--- Stated problem ---
Which lines in the entries below contain the string "parsley"? Pick out each one and copy it.

--- Supplied information ---
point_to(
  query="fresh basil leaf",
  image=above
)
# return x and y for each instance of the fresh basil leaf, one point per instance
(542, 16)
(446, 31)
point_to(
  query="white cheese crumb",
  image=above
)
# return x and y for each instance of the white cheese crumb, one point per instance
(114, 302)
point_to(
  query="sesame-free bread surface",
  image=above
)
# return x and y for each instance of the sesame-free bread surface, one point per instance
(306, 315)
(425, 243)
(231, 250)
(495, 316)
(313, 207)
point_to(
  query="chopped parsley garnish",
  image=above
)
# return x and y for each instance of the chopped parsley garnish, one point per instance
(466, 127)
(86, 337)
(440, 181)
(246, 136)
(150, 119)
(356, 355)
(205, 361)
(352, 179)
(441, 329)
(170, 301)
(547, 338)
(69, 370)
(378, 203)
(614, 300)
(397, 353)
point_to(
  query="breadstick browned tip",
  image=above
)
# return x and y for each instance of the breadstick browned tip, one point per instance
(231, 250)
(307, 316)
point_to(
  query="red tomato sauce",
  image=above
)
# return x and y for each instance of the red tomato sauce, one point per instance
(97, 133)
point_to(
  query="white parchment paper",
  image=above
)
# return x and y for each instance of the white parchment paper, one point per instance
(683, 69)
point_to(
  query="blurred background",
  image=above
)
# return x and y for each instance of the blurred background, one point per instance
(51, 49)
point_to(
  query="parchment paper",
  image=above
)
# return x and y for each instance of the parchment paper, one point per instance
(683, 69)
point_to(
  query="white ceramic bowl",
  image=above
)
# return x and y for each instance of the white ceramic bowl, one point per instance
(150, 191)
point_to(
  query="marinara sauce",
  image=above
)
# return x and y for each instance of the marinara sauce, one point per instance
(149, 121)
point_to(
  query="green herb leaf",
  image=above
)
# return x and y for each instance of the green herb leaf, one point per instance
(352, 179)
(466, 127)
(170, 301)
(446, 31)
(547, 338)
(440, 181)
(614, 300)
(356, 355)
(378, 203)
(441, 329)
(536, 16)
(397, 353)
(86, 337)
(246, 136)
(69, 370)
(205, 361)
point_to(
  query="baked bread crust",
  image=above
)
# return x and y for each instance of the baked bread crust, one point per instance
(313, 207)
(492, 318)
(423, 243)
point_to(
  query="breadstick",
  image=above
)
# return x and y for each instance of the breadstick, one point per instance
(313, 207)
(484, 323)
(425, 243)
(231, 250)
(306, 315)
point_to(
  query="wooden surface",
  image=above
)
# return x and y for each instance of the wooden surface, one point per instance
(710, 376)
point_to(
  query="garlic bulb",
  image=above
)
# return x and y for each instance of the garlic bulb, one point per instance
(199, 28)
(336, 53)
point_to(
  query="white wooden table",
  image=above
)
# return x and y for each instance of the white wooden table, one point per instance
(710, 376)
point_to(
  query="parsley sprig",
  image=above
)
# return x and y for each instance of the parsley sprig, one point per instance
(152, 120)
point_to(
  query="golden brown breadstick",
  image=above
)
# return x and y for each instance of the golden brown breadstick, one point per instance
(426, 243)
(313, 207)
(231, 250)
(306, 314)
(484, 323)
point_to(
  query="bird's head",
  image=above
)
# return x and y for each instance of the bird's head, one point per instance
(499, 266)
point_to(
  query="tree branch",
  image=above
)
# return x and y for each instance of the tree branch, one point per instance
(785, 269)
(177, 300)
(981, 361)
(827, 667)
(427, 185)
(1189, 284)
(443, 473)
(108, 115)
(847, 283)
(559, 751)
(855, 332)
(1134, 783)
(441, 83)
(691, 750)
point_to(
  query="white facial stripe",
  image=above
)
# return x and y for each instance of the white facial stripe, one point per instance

--- Solution to this problem ---
  query="chopped parsley garnish",
# return x and y for each instance of the chopped parsley garnish, one point per instance
  query="parsley sprig",
# return x and y for each instance of the parsley sprig, one point per instance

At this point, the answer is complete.